◆ Page text

The ongoing EU budgetary discussions are centred around debt reduction, largely due to the European Commission’s economic model for projecting long-term GDP. This model structurally limits the scope for alternative strategies, such as large-scale investment in Europe’s reindustrialization, as proposed by the Draghi report. Additionally, it overlooks both the direct impacts of climate change and the investments aimed at mitigation and adaptation.

N.B.: This article is a guest post originally published in French on Alternatives Economiques: the positions taken are the responsibility of the authors and do not necessarily reflect those of Finance Watch.

The European Commission and EU governments are currently negotiating national budget trajectories for 2025 and beyond. As deemed appropriate by the Eurogroup in July, a restrictive fiscal stance is expected for the eurozone.

Seven countries, accounting for 55% of EU GDP—Belgium, France, Hungary, Italy, Malta, Poland, and Slovakia—are in excessive deficit. According to European fiscal rules, they will have to pursue a restrictive policy. Meanwhile, Germany, constrained by its own constitutional provisions, will at best maintain a neutral if not restrictive fiscal stance.

The grim scenario of the years of under-investment that followed the 2008-2009 crisis should not be repeated. Still today, inflation is close to its 2% target, economic indicators are stagnating or deteriorating, and several sources of uncertainty persist.

France must make 110 billion euros in budget savings, equivalent to over 3% of its GDP, over the next three to ten years. This figure has become a mantra in discussions. The debate continues to revolve around the speed and methods of adjustment, but not on the amount itself. Analysts, including those from the French Council of Economic Analysis, all echo this number.

◆ Problem description
Can you copy the EU budget text word for word, everything from "The ongoing EU" down to "for the eurozone."?

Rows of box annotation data
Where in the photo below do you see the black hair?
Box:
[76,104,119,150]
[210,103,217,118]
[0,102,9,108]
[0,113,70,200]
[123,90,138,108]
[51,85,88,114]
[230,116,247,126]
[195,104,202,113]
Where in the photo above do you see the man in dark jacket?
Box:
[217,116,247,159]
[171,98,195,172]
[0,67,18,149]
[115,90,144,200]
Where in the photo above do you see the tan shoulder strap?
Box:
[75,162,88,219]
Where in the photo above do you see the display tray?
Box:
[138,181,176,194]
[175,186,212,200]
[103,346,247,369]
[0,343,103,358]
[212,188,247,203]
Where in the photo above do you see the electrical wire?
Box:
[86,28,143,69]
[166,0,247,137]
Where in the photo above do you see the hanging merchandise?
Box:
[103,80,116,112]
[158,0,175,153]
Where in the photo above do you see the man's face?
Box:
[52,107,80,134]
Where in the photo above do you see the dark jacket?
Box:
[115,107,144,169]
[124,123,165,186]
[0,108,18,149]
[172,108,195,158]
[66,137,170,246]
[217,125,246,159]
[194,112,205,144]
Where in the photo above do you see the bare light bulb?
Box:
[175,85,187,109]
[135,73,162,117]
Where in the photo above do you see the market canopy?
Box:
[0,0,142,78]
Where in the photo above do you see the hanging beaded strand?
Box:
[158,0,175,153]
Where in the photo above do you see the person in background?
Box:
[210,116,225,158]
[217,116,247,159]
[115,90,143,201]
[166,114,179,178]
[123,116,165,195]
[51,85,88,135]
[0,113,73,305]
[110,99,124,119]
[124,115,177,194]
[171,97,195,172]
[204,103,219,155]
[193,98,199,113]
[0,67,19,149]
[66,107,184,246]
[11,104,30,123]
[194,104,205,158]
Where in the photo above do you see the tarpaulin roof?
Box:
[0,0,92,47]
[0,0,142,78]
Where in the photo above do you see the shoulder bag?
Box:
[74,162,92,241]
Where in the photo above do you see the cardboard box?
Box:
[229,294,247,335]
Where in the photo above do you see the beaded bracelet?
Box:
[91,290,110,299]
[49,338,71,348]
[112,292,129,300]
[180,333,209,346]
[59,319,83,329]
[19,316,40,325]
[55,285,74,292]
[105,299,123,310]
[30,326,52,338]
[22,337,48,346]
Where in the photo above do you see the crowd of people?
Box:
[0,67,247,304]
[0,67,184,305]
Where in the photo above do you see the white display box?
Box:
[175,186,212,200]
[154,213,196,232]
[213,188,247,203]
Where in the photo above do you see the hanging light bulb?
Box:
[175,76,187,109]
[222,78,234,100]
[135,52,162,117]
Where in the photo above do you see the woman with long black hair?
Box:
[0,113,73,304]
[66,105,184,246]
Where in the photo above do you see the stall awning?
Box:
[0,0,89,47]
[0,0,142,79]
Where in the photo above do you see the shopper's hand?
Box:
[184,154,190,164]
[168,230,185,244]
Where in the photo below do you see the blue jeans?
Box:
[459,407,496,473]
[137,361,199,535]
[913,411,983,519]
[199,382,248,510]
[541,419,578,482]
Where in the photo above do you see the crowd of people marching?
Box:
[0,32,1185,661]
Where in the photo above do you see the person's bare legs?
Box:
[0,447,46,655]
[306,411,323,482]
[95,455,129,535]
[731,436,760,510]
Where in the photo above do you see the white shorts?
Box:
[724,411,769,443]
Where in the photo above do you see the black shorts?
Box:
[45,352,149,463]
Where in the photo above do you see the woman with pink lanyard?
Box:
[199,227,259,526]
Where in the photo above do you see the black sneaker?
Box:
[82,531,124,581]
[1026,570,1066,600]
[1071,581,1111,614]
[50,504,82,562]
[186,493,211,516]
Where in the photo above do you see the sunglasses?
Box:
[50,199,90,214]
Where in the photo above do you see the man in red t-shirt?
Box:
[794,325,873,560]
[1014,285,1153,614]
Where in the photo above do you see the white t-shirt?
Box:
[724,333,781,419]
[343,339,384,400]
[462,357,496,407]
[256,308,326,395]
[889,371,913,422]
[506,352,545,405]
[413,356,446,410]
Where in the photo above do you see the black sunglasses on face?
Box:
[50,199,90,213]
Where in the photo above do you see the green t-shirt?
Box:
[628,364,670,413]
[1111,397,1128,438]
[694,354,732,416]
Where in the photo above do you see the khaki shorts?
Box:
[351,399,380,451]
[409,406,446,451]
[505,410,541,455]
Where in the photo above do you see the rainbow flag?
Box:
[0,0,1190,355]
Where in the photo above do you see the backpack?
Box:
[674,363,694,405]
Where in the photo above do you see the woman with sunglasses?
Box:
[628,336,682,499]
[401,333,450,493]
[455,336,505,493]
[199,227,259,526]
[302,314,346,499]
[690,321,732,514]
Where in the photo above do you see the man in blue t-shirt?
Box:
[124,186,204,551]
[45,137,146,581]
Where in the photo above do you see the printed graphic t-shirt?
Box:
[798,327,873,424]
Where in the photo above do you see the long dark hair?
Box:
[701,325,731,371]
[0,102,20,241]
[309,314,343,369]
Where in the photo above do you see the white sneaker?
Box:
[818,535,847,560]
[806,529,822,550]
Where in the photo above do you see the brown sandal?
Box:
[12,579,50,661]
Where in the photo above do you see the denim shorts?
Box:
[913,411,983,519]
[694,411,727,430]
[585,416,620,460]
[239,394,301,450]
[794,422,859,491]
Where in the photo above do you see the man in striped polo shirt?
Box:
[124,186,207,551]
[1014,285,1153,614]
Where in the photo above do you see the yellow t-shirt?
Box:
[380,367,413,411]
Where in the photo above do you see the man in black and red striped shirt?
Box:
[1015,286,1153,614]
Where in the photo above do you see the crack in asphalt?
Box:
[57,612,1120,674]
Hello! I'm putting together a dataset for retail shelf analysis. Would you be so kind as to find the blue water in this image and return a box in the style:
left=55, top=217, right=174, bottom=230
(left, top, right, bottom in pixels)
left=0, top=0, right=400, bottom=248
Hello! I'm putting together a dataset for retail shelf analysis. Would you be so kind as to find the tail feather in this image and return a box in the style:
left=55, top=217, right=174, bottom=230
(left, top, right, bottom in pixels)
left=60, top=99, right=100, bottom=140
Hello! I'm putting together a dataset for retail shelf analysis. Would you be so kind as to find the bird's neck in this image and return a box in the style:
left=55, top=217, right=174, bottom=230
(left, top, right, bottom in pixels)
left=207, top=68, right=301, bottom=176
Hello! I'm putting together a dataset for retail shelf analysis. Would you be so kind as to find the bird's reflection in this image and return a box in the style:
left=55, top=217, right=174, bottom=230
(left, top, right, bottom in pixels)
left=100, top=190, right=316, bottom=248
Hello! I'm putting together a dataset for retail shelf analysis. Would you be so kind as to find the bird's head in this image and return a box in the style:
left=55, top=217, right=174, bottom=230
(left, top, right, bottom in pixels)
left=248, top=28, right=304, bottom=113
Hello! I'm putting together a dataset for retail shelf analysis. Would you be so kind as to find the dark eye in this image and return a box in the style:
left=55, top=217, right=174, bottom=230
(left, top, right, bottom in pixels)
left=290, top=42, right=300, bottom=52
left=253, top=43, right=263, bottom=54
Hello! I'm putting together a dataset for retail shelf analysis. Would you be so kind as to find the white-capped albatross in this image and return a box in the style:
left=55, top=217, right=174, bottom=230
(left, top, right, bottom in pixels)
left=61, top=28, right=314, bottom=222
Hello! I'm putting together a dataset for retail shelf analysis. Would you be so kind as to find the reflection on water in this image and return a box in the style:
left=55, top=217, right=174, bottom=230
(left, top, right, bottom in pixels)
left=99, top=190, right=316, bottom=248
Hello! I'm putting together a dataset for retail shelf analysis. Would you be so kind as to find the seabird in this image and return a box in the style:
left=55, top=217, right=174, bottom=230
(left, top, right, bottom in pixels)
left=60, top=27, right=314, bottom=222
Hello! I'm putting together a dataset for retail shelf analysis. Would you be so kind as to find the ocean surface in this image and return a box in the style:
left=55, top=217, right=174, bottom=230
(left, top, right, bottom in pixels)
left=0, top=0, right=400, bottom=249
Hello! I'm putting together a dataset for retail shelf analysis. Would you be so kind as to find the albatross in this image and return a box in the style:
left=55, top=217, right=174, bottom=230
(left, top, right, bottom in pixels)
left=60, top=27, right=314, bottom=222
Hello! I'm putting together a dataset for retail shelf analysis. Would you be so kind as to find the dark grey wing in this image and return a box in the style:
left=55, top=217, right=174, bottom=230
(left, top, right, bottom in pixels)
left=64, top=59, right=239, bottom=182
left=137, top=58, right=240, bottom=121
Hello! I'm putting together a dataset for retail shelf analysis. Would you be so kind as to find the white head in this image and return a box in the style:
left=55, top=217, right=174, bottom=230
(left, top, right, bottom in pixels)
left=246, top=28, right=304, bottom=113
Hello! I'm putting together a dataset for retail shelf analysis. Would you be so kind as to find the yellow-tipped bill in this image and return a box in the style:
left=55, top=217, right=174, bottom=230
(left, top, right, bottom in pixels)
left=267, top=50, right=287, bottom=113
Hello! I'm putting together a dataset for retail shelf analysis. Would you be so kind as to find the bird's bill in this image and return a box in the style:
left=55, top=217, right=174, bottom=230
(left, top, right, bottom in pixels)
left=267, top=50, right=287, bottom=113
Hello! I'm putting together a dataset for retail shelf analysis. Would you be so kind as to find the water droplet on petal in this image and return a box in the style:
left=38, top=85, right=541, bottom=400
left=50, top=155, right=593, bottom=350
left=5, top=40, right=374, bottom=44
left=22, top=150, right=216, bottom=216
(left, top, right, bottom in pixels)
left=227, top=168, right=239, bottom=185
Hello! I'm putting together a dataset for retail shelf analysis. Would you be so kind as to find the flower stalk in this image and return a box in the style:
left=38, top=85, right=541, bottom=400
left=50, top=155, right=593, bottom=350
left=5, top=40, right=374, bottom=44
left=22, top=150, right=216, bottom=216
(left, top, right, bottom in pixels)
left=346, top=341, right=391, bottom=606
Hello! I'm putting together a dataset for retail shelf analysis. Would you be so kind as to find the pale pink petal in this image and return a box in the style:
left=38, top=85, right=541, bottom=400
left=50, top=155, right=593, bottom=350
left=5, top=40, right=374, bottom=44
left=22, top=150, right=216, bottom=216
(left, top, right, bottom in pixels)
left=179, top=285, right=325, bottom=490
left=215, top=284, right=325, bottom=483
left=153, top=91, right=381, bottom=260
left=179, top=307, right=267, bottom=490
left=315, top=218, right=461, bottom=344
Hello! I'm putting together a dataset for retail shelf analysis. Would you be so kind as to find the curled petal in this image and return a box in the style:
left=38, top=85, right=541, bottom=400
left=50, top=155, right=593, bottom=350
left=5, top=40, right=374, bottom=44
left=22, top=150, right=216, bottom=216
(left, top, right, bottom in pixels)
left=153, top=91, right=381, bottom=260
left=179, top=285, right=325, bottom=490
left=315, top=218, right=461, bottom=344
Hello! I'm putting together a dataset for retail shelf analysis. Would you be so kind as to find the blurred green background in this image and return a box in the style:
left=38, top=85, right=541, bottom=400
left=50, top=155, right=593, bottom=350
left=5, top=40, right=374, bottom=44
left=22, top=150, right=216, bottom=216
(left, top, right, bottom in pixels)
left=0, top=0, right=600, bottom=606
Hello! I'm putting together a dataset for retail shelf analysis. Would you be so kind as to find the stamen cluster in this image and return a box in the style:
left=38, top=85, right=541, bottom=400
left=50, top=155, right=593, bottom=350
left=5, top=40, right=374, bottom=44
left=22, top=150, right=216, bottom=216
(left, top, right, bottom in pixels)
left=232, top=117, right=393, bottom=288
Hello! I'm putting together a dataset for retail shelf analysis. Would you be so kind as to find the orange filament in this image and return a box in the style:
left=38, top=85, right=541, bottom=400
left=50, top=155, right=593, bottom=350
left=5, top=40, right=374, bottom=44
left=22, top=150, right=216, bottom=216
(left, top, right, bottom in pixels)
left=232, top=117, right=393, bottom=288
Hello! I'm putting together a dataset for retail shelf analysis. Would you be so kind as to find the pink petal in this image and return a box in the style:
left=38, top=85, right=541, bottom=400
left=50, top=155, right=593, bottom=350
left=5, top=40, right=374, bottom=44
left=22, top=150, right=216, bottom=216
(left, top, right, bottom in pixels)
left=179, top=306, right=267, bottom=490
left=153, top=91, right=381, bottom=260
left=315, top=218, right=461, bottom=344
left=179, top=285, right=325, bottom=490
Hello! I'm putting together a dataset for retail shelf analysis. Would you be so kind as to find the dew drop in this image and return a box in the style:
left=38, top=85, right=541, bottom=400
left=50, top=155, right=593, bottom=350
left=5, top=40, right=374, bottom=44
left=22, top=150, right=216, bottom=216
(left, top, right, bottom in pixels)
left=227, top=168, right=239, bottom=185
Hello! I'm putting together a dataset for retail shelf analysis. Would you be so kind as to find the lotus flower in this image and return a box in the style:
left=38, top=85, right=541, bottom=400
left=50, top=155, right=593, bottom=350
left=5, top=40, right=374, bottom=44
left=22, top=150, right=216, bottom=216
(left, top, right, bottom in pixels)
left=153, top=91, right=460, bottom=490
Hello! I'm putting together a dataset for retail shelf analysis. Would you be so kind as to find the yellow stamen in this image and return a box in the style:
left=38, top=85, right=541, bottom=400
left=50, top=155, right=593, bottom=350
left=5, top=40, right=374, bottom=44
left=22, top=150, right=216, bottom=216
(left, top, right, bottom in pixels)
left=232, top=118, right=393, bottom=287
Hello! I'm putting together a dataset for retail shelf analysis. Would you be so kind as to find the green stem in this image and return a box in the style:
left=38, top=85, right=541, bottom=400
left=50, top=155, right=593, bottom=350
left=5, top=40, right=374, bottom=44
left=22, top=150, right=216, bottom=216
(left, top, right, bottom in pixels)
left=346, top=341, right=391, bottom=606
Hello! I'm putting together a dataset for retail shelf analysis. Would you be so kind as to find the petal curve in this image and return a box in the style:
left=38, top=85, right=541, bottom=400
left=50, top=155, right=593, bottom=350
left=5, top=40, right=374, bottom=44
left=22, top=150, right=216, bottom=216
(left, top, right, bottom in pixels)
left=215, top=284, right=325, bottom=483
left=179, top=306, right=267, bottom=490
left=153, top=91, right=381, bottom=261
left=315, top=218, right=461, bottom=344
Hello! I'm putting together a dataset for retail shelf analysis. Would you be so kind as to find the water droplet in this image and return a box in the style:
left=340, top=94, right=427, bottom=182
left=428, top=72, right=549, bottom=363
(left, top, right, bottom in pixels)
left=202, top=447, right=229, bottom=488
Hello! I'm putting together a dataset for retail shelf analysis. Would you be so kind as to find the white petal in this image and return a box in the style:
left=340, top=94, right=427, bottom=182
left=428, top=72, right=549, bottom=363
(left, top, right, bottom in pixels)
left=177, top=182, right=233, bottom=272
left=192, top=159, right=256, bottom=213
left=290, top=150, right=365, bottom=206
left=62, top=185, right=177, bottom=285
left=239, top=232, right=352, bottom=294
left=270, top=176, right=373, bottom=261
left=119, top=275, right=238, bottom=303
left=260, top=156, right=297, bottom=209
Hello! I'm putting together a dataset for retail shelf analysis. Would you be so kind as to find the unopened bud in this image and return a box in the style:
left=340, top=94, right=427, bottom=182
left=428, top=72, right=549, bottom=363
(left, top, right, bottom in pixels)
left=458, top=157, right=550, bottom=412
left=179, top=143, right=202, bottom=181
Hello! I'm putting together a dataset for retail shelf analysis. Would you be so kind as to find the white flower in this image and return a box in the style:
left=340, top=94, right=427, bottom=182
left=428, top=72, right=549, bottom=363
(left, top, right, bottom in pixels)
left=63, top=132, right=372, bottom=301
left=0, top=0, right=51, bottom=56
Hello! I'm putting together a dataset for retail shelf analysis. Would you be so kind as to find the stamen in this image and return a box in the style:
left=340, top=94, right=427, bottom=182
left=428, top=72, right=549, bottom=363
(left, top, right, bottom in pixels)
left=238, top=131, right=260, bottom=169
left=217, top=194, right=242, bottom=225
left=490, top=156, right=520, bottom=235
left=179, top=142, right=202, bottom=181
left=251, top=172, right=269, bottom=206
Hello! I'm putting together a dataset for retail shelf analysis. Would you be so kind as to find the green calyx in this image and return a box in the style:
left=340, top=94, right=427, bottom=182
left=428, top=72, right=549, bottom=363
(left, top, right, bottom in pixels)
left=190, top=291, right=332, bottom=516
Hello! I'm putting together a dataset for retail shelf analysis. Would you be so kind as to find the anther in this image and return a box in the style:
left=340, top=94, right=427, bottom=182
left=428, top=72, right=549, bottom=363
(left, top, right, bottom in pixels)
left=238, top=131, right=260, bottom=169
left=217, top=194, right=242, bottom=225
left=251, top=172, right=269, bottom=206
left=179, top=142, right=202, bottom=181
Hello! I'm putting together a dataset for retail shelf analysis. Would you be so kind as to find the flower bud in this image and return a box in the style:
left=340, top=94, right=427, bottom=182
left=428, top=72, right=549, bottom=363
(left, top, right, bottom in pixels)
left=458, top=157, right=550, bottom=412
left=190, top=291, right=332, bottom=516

◆ Result for this task
The ongoing EU budgetary discussions are centred around debt reduction, largely due to the European Commission’s economic model for projecting long-term GDP. This model structurally limits the scope for alternative strategies, such as large-scale investment in Europe’s reindustrialization, as proposed by the Draghi report. Additionally, it overlooks both the direct impacts of climate change and the investments aimed at mitigation and adaptation.

N.B.: This article is a guest post originally published in French on Alternatives Economiques: the positions taken are the responsibility of the authors and do not necessarily reflect those of Finance Watch.

The European Commission and EU governments are currently negotiating national budget trajectories for 2025 and beyond. As deemed appropriate by the Eurogroup in July, a restrictive fiscal stance is expected for the eurozone.